Your task -
In the records that follow, find each line with "tree" and pull it out.

Source data:
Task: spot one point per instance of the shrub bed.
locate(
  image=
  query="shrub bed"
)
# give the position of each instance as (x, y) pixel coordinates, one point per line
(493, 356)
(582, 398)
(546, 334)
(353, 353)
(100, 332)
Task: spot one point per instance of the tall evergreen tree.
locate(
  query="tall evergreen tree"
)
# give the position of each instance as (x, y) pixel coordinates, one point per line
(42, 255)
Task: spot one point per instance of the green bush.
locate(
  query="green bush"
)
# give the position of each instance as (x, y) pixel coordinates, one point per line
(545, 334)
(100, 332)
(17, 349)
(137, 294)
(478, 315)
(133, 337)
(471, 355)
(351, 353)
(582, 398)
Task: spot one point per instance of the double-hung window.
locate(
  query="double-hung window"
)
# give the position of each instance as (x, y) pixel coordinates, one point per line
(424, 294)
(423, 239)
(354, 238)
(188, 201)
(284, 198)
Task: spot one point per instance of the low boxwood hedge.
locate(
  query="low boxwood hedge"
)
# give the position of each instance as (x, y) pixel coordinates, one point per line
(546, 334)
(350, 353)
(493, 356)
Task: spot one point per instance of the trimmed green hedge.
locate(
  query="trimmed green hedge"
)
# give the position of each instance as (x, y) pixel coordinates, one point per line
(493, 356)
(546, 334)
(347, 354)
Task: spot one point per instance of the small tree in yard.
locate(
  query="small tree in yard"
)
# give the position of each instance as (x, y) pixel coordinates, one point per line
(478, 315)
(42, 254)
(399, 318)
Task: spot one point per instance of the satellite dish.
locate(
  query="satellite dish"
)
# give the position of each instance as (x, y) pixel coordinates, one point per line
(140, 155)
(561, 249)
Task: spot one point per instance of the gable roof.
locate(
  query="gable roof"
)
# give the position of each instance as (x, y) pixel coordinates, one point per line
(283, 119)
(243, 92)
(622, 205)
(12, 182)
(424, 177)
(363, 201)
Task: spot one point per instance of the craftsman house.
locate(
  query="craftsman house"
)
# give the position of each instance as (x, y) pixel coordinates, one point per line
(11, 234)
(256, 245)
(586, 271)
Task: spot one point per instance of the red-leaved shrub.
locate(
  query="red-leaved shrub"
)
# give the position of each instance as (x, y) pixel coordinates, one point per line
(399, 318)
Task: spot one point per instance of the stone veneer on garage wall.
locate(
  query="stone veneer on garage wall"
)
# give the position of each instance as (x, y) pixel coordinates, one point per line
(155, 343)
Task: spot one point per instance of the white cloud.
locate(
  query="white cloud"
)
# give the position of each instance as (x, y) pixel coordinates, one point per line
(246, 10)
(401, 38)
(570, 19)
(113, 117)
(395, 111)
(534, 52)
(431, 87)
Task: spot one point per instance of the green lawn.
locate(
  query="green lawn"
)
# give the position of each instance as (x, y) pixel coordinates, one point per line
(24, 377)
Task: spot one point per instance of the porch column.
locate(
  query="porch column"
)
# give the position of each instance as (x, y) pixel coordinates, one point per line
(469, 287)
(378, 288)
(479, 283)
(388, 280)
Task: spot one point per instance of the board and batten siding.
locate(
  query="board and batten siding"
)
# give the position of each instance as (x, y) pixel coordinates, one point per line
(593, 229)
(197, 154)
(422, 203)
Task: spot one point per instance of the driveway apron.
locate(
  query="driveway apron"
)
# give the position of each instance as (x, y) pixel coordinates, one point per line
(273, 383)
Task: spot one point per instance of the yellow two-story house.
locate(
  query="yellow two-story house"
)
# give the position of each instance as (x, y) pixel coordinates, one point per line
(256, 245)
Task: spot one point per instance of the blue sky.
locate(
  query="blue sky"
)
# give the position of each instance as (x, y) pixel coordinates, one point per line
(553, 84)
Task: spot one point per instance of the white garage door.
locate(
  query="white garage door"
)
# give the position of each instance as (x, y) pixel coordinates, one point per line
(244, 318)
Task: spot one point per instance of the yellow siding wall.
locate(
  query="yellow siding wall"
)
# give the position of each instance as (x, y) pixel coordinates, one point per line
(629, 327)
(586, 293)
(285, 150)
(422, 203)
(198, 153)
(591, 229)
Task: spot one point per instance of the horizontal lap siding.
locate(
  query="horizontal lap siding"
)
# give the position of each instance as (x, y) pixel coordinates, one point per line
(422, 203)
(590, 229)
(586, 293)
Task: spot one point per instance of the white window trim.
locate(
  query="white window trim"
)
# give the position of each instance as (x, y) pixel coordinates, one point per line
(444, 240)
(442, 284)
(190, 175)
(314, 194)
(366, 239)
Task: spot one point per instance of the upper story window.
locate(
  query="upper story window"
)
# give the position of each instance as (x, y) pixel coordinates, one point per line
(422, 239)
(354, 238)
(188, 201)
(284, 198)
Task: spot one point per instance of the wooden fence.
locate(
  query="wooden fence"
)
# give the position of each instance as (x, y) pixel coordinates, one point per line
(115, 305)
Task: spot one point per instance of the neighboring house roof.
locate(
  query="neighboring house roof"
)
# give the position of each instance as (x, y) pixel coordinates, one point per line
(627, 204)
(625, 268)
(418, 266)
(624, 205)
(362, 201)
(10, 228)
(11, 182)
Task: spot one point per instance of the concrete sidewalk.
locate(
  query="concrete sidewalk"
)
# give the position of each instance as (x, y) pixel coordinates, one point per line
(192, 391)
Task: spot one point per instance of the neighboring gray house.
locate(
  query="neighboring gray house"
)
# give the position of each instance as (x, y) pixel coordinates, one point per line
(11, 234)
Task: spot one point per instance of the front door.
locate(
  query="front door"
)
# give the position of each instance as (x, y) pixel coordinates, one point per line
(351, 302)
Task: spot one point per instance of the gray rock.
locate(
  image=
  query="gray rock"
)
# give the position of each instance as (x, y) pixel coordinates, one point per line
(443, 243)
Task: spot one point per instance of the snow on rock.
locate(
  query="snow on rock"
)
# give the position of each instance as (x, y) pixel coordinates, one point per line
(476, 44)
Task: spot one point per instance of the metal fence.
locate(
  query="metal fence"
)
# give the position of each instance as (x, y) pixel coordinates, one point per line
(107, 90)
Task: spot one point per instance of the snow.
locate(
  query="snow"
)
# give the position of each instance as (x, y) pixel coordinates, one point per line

Solution for this exercise -
Task: spot one point per instance of the tall evergreen tree.
  query="tall evergreen tree"
Task: spot one point per instance of the small tree in yard.
  query="small tree in yard"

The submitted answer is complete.